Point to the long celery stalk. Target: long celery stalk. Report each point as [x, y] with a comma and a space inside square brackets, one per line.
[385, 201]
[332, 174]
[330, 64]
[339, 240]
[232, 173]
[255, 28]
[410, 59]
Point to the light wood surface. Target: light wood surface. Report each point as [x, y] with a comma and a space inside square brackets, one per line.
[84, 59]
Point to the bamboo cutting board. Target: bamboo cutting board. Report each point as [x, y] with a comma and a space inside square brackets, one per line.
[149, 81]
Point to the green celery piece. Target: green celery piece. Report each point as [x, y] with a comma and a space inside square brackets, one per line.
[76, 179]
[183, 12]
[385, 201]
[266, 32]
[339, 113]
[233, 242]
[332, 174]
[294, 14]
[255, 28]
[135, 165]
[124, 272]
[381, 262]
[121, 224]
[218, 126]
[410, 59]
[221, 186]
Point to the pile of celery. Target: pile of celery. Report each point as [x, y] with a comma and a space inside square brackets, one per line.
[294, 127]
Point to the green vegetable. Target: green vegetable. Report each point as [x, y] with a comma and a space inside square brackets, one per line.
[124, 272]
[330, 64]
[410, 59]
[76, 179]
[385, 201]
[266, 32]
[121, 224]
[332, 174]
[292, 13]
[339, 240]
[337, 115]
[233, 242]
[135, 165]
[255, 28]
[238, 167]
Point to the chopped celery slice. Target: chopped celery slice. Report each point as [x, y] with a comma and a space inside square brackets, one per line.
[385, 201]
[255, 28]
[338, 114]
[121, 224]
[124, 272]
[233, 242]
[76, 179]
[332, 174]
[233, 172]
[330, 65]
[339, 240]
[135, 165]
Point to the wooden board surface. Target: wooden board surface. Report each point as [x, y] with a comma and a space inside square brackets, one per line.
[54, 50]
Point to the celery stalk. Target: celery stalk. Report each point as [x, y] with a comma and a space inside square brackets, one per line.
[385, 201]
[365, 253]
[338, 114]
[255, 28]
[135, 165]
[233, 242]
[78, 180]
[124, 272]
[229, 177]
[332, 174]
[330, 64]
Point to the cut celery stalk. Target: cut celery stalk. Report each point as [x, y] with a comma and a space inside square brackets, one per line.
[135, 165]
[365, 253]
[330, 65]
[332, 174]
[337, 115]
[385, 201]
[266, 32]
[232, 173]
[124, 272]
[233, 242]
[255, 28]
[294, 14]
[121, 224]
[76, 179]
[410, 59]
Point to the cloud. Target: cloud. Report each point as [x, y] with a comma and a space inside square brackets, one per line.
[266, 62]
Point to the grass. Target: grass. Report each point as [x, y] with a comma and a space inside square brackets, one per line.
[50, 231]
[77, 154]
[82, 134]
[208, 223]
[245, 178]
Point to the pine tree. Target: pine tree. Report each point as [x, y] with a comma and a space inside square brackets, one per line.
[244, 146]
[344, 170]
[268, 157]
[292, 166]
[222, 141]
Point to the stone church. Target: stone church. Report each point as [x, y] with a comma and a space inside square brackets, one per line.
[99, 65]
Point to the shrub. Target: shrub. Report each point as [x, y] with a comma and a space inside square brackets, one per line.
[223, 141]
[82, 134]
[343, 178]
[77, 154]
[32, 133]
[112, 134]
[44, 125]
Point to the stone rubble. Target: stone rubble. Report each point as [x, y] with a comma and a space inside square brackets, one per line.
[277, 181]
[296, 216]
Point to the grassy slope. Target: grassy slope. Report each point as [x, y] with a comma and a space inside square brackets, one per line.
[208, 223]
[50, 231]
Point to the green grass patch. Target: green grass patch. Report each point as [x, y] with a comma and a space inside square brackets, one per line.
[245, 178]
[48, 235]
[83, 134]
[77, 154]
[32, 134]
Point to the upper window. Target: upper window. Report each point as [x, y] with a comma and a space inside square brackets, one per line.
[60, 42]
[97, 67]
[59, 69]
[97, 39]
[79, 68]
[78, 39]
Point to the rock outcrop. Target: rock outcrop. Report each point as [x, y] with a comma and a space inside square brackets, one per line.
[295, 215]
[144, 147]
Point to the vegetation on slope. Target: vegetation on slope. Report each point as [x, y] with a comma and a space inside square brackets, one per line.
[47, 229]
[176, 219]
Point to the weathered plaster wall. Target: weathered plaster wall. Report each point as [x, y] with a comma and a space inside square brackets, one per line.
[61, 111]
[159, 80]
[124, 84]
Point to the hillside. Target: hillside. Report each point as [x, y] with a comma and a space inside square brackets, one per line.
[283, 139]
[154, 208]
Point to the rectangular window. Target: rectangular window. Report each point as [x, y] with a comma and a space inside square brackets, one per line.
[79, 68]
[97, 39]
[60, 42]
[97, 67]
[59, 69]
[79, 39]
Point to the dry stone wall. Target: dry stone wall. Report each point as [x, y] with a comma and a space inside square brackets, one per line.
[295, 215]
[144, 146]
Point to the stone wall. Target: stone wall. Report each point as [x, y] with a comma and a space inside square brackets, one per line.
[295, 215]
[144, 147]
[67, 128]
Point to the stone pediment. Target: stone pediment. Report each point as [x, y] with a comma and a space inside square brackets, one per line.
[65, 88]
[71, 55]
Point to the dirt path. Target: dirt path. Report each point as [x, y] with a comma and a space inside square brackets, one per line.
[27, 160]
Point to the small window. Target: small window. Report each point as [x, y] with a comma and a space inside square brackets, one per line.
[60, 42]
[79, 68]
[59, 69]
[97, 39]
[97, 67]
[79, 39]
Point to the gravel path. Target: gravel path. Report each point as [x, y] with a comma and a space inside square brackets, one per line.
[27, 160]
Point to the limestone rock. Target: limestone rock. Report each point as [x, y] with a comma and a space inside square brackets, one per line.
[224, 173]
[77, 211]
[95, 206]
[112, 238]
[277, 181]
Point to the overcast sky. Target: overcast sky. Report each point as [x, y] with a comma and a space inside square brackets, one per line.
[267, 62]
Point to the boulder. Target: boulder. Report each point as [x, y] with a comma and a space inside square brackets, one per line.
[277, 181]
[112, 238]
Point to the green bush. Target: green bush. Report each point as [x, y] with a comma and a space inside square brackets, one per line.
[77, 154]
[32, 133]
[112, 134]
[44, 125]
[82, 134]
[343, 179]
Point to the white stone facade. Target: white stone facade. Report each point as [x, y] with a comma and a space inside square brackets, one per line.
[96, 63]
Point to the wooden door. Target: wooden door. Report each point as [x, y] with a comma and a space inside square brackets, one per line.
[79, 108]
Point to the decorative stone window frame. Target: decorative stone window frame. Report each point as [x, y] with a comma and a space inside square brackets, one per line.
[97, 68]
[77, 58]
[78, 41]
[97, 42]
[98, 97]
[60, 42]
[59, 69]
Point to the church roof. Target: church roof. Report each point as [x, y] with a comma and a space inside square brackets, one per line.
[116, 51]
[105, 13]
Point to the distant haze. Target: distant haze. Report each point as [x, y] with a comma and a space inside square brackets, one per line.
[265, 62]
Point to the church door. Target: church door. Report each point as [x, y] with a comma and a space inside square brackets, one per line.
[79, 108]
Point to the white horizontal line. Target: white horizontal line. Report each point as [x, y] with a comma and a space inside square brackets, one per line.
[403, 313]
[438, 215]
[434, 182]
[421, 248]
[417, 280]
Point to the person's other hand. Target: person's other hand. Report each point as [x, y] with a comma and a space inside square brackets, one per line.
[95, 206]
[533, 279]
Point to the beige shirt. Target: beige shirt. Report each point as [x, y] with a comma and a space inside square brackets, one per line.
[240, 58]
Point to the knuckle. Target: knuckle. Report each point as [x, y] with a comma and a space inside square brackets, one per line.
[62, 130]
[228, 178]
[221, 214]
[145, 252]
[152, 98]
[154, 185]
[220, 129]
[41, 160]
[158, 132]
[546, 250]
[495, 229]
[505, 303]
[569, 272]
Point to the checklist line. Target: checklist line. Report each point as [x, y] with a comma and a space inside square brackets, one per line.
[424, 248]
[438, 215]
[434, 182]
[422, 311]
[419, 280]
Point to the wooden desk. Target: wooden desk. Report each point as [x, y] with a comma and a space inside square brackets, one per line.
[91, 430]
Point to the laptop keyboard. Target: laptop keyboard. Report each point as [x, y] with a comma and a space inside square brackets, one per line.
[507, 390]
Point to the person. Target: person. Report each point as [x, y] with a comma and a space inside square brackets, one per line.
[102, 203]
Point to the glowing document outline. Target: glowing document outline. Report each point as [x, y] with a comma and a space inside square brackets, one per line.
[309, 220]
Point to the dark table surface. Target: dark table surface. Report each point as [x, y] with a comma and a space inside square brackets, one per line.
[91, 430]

===============

## DIRECTIONS FOR THIS TASK
Return exactly the lines in the records above, beginning with the one that holds "Point to the beige" and ending with the last.

## EXERCISE RESULT
Point to the beige shirt. Target: beige shirt. Report each point as [x, y] with a comma and a space inside square brackets, one per line.
[240, 58]
Point to the knuckle. Target: knuckle. Report each point as [x, y] with a comma and a space inside square brackets, one per line.
[62, 130]
[228, 178]
[221, 214]
[145, 252]
[152, 98]
[154, 185]
[220, 129]
[41, 160]
[158, 132]
[546, 250]
[495, 229]
[505, 303]
[569, 272]
Point to the checklist line. Target: checklist line. Report each point as [x, y] with a comma and a space inside square brackets, one per line.
[424, 248]
[438, 215]
[434, 182]
[422, 311]
[419, 280]
Point to the wooden desk. Target: wooden desk. Report each point as [x, y] with a comma and a space inside square brackets, one per line.
[91, 430]
Point to the laptop keyboard. Target: laptop keyboard. Report each point as [x, y] with a comma and a space inside square brackets, one per line.
[507, 390]
Point to the person. Target: person. Report each point as [x, y] with a comma and a space inside square brackets, one per line.
[102, 203]
Point to the glowing document outline. Target: glowing document outline. Report each point as [x, y] with a comma and a space inside square brackets, one per line.
[309, 220]
Point to the dark table surface. Target: dark table surface. Report each point as [x, y] with a comma and a space inside square brackets, one per line.
[91, 430]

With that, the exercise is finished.